That bioactive soil sounds interesting......Currently I use Eco Earth....My take on reading the replies is it's more natural, and will decompose the frog feces, thus you have a stable environment?.....Much like a fish tank with all live plants compared to all plastic plants....I have ONLY live plants in my tanks. But anyway, you say you have to cycle this?....The same way as cycling a fish tank?
If someone will tell me how to set this up, I'd appreciate it.

Thanks
Lloyd

----------


## bill

no, you need to cycle ADA Aquasoil prior to using it in a vivarium due to the amount of ammonia it releases.

Eco-earth is nothing more than ground up and processed coconut fibers. It in no way will just decompose feces. Bacteria needs to build up in a vivarium in order for that to happen. And it's not like it will magically disappear overnight. That is why we recommend microfauna (isopods and springtails) that actually feed on feces and decaying plant matter.

----------



----------


## Daniel

> ADA soils are in fact safe to use in a frog tank, BUT, they release a ridiculous amount of ammonia while the tank cycles. You should cycle it in an aquarium, monitoring levels and doing constant water changes until the tank cycles then i would transfer it to a viv. 
> 
> For what it is worth, i use a soiless soil mix used for hydroponics growing and a layer of cocofiber in all my tanks and my plants love me for it. Also, all soil becomes "bio-active" over time.Like an aquarium denitrifying bacteria are present in soil. It's how soil breaks down nitrogen so plants can use it. Bio-active soils are just seeded with bacteria, nothing more.


Though bacteria is the main part of bioactive substrate they're are also other critters crawling around in it. Microbes, substrate mites and if you choose too add them in then earth worms, isopods and spring tail (though there is a species thast usually makes its way into my enclosures withot me adding them). 

My cornsnake enclosure has been up and running for over a year, never once cleaned (other then spot cleaning obvious waste matter). It smells nice and fresh to this day. Heres a nice read  http://www.geckotime.com/bio-active-reptile-substrate/ You can also read more about in "The art of keeping snakes" book.

----------

Jerah Teoh Yong Qiang

----------


## Daniel

A great way of building up helpful bacteria in your enclosure is to go out and get leaf litter from the woods.

----------


## Lloyd

> no, you need to cycle ADA Aquasoil prior to using it in a vivarium due to the amount of ammonia it releases.
> 
> Eco-earth is nothing more than ground up and processed coconut fibers. It in no way will just decompose feces. Bacteria needs to build up in a vivarium in order for that to happen. And it's not like it will magically disappear overnight. That is why we recommend microfauna (isopods and springtails) that actually feed on feces and decaying plant matter.


Bill: So can you give me a procedure for cycling the ADA soil....And, if the isopods and springtails handle the solid waste, what about the urine?.....While this seems very interesting, I have NO idea about this, so if you can be a litlte detailed, I'd appreciate it.

From reading this thread, the bioactive soil seems to be THE way to go, more natural, less maintenance once it's setup....If that's true, why aren't more pacman and african bullfrog keepers using it?......Well, maybe they are, I just haven't been paying attention, but from my readings, the Eco earth coco fiber seems to be the standard substrate.

* Tasks and exercises
A: From the forum thread on bioactive soil, copy out the text from "A great way" up to and including "detailed, I'd appreciate it.".
B: Answer these questions on the forum thread on bioactive soil:
(i) What is Eco-earth made of?
(ii) For how long has the cornsnake enclosure been up and running?
(iii) Where does the thread suggest getting leaf litter to build up helpful bacteria?

* The data
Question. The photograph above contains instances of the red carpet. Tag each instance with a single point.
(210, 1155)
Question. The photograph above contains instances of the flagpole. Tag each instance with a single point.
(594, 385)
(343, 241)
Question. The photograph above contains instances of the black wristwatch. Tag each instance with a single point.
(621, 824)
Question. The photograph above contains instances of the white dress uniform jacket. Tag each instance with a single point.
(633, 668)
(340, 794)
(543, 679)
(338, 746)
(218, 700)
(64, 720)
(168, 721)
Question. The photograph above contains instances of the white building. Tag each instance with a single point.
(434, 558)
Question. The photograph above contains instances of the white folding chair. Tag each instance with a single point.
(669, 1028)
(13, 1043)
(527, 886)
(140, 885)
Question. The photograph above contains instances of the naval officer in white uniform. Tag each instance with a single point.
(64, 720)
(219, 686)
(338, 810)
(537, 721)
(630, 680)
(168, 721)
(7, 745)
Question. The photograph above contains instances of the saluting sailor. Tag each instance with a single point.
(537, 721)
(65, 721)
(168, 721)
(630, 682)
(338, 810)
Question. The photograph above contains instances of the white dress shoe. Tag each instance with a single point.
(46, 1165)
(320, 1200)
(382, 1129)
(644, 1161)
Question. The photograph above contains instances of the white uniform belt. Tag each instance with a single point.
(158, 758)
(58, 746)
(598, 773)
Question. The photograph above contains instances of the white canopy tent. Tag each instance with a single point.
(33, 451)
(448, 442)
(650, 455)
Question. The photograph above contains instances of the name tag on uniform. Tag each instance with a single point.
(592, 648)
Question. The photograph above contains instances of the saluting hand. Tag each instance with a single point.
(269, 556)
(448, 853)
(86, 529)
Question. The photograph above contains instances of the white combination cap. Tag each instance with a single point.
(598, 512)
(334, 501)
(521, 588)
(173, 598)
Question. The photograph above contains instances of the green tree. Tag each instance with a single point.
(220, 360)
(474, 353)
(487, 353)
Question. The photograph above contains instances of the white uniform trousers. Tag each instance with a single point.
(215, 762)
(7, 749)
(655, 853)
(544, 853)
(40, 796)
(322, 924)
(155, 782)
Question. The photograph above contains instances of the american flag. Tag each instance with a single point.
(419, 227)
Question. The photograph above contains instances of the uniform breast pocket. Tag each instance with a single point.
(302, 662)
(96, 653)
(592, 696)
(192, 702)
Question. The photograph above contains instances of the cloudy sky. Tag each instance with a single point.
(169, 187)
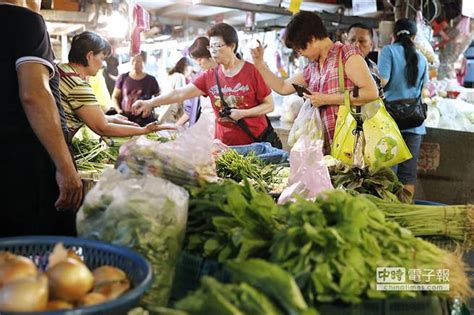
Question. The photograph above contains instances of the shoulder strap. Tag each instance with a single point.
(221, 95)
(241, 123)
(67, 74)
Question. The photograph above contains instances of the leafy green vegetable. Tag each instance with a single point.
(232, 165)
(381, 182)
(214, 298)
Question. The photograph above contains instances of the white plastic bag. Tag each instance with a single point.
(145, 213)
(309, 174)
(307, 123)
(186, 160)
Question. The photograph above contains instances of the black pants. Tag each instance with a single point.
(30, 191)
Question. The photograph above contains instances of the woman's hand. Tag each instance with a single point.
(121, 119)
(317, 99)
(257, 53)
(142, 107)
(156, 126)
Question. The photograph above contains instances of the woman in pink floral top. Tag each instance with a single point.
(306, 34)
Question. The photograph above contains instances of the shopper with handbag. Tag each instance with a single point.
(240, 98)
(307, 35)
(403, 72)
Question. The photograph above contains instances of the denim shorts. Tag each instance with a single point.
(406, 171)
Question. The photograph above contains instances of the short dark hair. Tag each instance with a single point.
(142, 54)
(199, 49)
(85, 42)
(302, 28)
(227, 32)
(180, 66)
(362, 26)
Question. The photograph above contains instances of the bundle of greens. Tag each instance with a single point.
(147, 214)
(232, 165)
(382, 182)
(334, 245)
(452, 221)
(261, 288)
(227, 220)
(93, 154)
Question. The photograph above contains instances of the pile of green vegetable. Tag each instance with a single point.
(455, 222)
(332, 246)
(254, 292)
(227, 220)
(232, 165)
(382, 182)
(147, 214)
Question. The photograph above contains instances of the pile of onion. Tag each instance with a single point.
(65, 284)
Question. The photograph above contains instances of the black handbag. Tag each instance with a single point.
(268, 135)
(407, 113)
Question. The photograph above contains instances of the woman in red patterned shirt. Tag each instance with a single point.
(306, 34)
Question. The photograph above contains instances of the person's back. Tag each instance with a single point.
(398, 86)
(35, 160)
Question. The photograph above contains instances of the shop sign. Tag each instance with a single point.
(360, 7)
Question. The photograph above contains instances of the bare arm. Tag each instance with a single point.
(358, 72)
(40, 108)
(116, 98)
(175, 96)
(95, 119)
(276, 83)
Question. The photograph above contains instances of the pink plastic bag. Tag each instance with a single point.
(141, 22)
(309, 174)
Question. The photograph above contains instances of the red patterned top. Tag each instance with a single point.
...
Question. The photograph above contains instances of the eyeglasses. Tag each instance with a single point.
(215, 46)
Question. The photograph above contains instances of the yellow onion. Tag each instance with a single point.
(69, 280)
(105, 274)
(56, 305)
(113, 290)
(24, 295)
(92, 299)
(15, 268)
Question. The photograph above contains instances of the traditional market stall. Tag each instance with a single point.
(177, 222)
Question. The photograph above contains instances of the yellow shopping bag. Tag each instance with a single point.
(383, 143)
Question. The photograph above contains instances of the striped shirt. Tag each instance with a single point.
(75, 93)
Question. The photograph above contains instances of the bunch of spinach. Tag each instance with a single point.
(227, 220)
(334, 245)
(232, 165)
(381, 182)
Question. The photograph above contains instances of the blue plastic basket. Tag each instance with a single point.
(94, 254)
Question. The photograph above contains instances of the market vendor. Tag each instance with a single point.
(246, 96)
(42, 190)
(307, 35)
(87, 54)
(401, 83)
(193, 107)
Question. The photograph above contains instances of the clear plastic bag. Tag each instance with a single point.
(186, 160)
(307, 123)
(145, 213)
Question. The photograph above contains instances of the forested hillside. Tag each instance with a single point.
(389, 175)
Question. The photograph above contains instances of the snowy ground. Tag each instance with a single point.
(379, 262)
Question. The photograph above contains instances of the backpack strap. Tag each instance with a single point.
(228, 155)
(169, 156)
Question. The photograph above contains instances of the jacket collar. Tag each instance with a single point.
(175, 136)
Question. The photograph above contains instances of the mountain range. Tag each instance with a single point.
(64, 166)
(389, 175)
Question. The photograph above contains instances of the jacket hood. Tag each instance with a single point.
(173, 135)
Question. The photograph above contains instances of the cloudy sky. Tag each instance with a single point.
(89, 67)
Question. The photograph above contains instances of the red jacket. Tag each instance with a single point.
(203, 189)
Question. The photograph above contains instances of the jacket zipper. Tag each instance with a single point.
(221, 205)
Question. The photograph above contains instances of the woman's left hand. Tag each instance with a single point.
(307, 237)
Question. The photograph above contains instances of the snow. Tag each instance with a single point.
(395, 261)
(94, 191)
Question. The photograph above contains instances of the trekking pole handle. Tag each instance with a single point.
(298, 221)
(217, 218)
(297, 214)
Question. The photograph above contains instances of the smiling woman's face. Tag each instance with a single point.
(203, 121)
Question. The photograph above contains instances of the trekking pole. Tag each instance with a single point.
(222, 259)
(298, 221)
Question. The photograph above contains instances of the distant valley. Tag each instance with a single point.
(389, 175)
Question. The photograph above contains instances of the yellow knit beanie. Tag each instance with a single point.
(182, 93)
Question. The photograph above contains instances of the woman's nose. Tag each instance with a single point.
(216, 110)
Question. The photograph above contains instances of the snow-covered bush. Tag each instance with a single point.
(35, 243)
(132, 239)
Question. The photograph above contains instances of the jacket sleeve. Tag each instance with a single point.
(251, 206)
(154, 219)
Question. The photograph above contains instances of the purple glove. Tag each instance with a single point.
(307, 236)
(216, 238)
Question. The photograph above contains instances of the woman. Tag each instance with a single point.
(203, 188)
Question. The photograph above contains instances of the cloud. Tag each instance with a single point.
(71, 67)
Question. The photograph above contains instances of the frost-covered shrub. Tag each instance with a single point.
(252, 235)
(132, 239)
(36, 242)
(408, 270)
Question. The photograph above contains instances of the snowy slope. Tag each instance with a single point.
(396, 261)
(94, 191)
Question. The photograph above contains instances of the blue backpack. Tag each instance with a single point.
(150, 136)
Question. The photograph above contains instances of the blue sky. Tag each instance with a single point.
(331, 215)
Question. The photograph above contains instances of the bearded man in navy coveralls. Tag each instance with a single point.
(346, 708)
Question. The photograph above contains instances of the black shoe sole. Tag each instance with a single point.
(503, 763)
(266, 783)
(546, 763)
...
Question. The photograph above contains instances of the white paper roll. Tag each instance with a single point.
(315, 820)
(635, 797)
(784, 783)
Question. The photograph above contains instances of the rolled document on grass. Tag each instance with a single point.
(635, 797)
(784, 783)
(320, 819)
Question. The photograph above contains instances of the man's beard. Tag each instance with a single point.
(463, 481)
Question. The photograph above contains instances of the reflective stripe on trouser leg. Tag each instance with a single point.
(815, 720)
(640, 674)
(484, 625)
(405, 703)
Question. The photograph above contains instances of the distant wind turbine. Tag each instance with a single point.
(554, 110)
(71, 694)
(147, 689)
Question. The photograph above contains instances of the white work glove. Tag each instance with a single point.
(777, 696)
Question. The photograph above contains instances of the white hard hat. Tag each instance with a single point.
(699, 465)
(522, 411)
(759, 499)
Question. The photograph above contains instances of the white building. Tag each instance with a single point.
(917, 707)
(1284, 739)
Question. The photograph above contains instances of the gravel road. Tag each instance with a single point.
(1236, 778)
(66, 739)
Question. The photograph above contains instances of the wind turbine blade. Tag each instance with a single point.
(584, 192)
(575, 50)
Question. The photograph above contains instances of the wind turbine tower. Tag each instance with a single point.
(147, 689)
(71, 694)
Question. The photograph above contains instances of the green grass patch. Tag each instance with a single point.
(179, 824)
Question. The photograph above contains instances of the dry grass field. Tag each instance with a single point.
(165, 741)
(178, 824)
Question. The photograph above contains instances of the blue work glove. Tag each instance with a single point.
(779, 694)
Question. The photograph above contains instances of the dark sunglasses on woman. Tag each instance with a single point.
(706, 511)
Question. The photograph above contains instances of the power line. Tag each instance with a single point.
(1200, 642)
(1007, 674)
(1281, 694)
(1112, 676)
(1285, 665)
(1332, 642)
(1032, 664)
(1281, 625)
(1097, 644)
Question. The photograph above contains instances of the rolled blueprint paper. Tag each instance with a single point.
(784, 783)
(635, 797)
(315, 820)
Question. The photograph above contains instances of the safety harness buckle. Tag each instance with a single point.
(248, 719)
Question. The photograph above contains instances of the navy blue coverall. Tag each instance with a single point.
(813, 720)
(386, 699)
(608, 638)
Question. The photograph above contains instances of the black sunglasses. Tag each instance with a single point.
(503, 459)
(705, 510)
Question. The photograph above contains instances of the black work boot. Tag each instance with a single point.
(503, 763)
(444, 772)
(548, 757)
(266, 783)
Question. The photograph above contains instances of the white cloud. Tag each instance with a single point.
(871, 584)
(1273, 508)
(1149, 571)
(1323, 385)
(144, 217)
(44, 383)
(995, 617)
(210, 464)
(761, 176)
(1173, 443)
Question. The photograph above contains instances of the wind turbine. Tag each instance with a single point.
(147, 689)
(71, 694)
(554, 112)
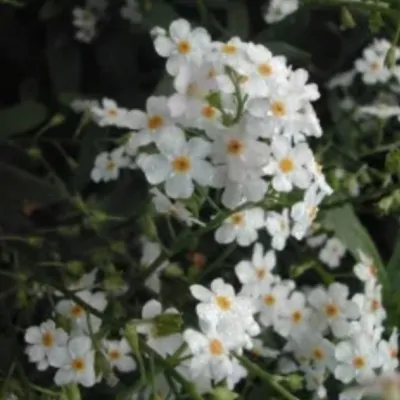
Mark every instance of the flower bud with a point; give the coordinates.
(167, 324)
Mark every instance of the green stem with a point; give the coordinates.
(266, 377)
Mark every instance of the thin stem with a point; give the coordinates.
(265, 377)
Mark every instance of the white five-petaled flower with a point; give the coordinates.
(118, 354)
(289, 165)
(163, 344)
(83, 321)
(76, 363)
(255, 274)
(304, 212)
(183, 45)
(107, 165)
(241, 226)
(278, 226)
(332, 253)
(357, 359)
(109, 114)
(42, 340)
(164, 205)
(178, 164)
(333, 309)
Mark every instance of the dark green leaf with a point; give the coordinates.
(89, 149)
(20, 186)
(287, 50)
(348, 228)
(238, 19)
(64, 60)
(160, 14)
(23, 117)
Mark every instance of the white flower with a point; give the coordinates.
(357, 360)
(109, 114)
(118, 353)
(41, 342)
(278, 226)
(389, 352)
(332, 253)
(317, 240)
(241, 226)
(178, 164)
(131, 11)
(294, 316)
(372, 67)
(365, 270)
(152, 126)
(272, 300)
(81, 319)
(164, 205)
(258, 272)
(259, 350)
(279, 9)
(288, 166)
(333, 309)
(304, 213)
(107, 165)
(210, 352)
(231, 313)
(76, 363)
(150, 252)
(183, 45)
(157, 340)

* Solutions to each task
A:
A great way of building up helpful bacteria in your enclosure is to go out and get leaf litter from the woods.

----------


## Lloyd

> no, you need to cycle ADA Aquasoil prior to using it in a vivarium due to the amount of ammonia it releases.
> 
> Eco-earth is nothing more than ground up and processed coconut fibers. It in no way will just decompose feces. Bacteria needs to build up in a vivarium in order for that to happen. And it's not like it will magically disappear overnight. That is why we recommend microfauna (isopods and springtails) that actually feed on feces and decaying plant matter.


Bill: So can you give me a procedure for cycling the ADA soil....And, if the isopods and springtails handle the solid waste, what about the urine?.....While this seems very interesting, I have NO idea about this, so if you can be a litlte detailed, I'd appreciate it.

B:
(i) Ground up and processed coconut fibers.
(ii) Over a year.
(iii) From the woods.